TASK GOAL: Retype all of the listing exactly, passing over any picture you find.

ENTRIES PROVIDED:
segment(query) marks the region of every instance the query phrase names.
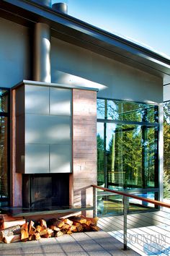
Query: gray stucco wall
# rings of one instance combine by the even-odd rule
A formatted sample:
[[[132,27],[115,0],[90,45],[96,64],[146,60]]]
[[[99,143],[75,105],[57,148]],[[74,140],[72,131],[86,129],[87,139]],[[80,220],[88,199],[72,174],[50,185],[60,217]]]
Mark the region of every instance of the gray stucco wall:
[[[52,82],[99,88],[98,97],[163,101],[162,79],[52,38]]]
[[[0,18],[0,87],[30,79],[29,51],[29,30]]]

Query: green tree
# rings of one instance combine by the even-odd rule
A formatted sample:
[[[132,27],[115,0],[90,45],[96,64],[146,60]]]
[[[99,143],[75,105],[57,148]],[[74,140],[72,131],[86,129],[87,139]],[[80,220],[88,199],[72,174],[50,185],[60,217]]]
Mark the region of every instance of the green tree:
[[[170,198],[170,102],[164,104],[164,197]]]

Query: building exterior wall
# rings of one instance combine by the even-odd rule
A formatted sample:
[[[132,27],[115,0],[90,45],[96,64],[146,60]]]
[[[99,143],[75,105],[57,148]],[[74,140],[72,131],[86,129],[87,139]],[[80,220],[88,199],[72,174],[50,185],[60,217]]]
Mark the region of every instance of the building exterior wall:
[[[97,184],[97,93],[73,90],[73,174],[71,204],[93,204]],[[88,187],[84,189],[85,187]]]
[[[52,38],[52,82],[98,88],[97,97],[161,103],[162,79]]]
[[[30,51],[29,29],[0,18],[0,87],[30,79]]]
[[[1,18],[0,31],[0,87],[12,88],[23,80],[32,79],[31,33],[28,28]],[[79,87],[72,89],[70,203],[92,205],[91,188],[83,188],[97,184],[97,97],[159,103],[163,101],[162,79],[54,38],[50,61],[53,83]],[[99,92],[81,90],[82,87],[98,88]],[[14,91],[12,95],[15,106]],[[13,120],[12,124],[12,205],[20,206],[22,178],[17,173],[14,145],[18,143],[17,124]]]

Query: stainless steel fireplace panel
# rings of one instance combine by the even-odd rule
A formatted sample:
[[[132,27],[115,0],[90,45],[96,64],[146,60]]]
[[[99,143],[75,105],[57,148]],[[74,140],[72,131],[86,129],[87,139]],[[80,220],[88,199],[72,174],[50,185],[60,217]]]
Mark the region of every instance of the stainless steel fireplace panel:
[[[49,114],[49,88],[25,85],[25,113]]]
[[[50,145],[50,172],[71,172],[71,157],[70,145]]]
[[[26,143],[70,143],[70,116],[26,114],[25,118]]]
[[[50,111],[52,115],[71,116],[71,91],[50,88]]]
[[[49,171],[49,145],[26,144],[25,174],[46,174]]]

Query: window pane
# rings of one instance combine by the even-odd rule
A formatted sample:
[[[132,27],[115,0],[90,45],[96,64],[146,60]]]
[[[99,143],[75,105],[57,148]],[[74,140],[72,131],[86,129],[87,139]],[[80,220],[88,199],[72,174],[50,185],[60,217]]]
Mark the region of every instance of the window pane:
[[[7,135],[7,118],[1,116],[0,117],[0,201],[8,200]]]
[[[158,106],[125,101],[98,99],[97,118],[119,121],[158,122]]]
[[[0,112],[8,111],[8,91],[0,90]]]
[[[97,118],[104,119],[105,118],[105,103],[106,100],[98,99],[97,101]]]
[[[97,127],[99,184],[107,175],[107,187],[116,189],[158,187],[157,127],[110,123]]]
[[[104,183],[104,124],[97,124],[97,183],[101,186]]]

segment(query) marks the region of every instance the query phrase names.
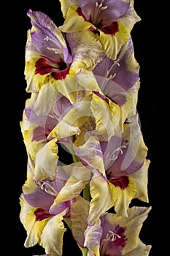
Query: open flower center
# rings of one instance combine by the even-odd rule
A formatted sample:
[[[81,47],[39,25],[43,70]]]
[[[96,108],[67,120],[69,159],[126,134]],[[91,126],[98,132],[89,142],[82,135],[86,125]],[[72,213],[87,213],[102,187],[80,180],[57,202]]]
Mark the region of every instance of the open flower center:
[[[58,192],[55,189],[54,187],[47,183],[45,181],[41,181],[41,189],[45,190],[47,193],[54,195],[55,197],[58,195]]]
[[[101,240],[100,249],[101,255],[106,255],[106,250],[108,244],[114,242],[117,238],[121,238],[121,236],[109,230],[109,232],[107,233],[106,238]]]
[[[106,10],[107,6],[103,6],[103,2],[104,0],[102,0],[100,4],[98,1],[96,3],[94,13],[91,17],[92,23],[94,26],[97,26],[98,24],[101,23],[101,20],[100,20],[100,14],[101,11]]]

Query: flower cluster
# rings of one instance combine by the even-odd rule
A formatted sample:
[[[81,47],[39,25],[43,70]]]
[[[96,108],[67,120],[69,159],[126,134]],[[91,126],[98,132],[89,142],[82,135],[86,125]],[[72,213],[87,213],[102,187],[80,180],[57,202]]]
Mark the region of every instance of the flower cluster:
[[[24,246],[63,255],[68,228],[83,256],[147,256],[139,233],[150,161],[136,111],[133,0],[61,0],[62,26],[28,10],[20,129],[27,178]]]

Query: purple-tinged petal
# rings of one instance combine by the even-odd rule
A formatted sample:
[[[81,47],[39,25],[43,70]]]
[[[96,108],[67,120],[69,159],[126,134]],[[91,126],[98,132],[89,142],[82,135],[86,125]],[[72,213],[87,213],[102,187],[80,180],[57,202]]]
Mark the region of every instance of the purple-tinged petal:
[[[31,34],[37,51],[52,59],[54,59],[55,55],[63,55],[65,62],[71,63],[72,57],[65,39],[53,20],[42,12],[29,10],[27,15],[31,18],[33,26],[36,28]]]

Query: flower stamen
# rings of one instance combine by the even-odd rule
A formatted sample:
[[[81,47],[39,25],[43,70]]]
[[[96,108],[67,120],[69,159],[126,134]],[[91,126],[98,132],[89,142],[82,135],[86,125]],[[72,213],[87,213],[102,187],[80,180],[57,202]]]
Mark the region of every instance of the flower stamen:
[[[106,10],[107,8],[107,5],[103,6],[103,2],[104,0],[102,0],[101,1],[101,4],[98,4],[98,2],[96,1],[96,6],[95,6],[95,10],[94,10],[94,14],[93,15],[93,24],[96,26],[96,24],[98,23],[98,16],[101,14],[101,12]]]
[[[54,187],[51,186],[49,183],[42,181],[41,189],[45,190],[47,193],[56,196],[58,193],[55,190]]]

RESPONSE TO THIS EXERCISE:
segment(query) marks the region of every instance the query phrase names.
Query: gray stucco wall
# rings of one instance combine by the even-odd rule
A formatted sample:
[[[132,27],[115,0],[90,45],[96,64],[146,60]]]
[[[99,143],[75,105],[57,148]],[[74,140],[72,131],[86,129],[87,139]],[[80,220],[88,199],[72,174],[50,185],[60,217]]]
Mark the region of every instance of the gray stucco wall:
[[[52,82],[99,88],[98,97],[163,101],[162,79],[52,38]]]
[[[0,18],[0,87],[30,79],[29,51],[29,30]]]

Query: green tree
# rings of one instance combine by the even-odd rule
A formatted sample:
[[[132,27],[115,0],[90,45],[96,64],[146,60]]]
[[[99,143],[75,105],[57,148]],[[74,140],[72,131],[86,129],[87,139]],[[80,220],[88,199],[72,174],[50,185],[60,217]]]
Mark the region of every instance of the green tree:
[[[170,198],[170,102],[164,104],[164,197]]]

Query: building exterior wall
# rings of one instance combine by the even-odd rule
A formatted sample:
[[[132,27],[115,0],[90,45],[96,64],[146,60]]]
[[[99,143],[75,105],[57,148]],[[74,140],[72,131],[86,129],[87,139]],[[80,220],[88,199],[72,174],[50,185],[60,217]]]
Mark the region of every instance of the building exterior wall:
[[[97,184],[97,93],[73,90],[73,174],[71,204],[93,204]],[[88,187],[84,189],[85,187]]]
[[[52,38],[52,82],[98,88],[97,97],[161,103],[162,79]]]
[[[30,51],[29,29],[0,18],[0,87],[30,79]]]
[[[1,18],[0,31],[0,87],[12,88],[23,80],[32,79],[31,33],[28,28]],[[79,87],[72,89],[70,203],[92,205],[91,188],[83,188],[97,184],[97,97],[159,103],[163,101],[162,79],[54,38],[50,61],[53,83]],[[99,92],[81,90],[82,87],[98,88]],[[14,91],[12,95],[15,106]],[[13,120],[12,124],[12,205],[20,206],[22,178],[17,173],[14,145],[18,143],[17,124]]]

Query: stainless steel fireplace panel
# rings of one instance combine by the even-odd rule
A formatted sample:
[[[132,27],[115,0],[90,45],[96,64],[146,60]]]
[[[99,143],[75,105],[57,148]],[[74,140],[72,131],[86,129],[87,139]],[[80,220],[88,199],[72,174],[50,185],[60,217]]]
Mark the region of every instance of the stainless steel fireplace panel:
[[[49,114],[49,88],[25,85],[25,113]]]
[[[50,145],[50,172],[71,172],[71,157],[70,145]]]
[[[26,143],[70,143],[70,116],[26,114],[25,118]]]
[[[50,111],[52,115],[71,116],[71,91],[50,88]]]
[[[49,171],[49,145],[26,144],[25,174],[46,174]]]

Query: window pane
# rings of one instance combine by the even-odd rule
A formatted sample:
[[[132,27],[115,0],[90,45],[96,64],[146,60]]]
[[[99,143],[75,105],[57,148]],[[74,140],[72,131],[86,129],[87,139]],[[80,220],[88,199],[72,174],[50,185],[60,217]]]
Mark the region of every instance of the window pane:
[[[7,135],[7,118],[1,116],[0,117],[0,201],[8,200]]]
[[[158,106],[125,101],[98,99],[97,118],[119,121],[158,122]]]
[[[0,112],[8,111],[8,91],[0,90]]]
[[[97,118],[104,119],[105,118],[105,103],[106,100],[98,99],[97,101]]]
[[[97,127],[99,184],[107,175],[107,187],[116,189],[158,187],[157,127],[110,123]]]
[[[104,183],[104,124],[97,124],[97,183],[101,186]]]

segment(query) marks the region of every instance the query phrase names.
Query: open flower center
# rings of one instance combine by the even-odd rule
A formatted sample:
[[[81,47],[39,25],[43,70]]]
[[[96,108],[67,120],[69,159],[126,134]],[[91,126],[98,132],[89,142],[82,135],[86,125]],[[72,213],[87,213],[102,187],[80,180],[57,202]]]
Mark the region of every instance of the open flower center:
[[[58,192],[55,189],[54,187],[47,183],[45,181],[41,181],[41,189],[45,190],[47,193],[54,195],[55,197],[58,195]]]
[[[101,240],[100,249],[101,255],[106,255],[106,250],[108,244],[114,242],[117,238],[121,238],[121,236],[109,230],[109,232],[107,233],[106,238]]]
[[[106,10],[107,6],[103,6],[103,2],[104,0],[102,0],[100,4],[98,1],[96,3],[94,13],[91,17],[92,23],[94,26],[97,26],[98,24],[101,23],[101,20],[100,20],[100,14],[101,11]]]

Query: flower cluster
# rings of one instance combine by the even-odd rule
A formatted sample:
[[[81,47],[39,25],[43,70]]]
[[[96,108],[67,120],[69,159],[126,134]],[[91,126],[98,132],[89,142],[82,135],[86,125]],[[72,213],[87,213],[102,187],[80,180],[57,202]]]
Mark the region of every instance of the flower cluster:
[[[24,246],[63,255],[68,228],[83,256],[147,256],[139,233],[150,161],[136,111],[133,0],[61,0],[62,26],[28,10],[20,129],[27,178]]]

Query: purple-tinged petal
# rings of one instance combine by the even-odd rule
A formatted sample:
[[[81,47],[39,25],[43,70]]]
[[[96,108],[67,120],[69,159],[126,134]],[[91,126],[98,132],[89,142],[82,135],[86,125]],[[72,213],[87,213],[102,187],[80,180],[57,202]]]
Mark the region of every instance of the purple-tinged petal:
[[[31,34],[37,51],[52,59],[54,59],[55,55],[63,55],[65,62],[71,63],[72,57],[65,39],[53,20],[42,12],[29,10],[27,15],[31,18],[33,26],[36,28]]]

Query: flower stamen
# rings of one instance combine by the even-odd rule
A formatted sample:
[[[81,47],[39,25],[43,70]]]
[[[96,108],[67,120],[69,159],[126,134]],[[91,126],[98,132],[89,142],[82,135],[86,125]],[[72,213],[87,213],[102,187],[80,180],[57,202]]]
Mark the region of every instance of the flower stamen:
[[[106,10],[107,8],[107,5],[103,6],[103,2],[104,0],[102,0],[101,1],[101,4],[98,4],[98,2],[96,1],[96,6],[95,6],[95,10],[94,10],[94,14],[93,15],[93,24],[96,26],[96,24],[98,23],[98,16],[101,14],[101,12]]]
[[[54,187],[51,186],[49,183],[42,181],[41,189],[45,190],[47,193],[56,196],[58,193],[55,190]]]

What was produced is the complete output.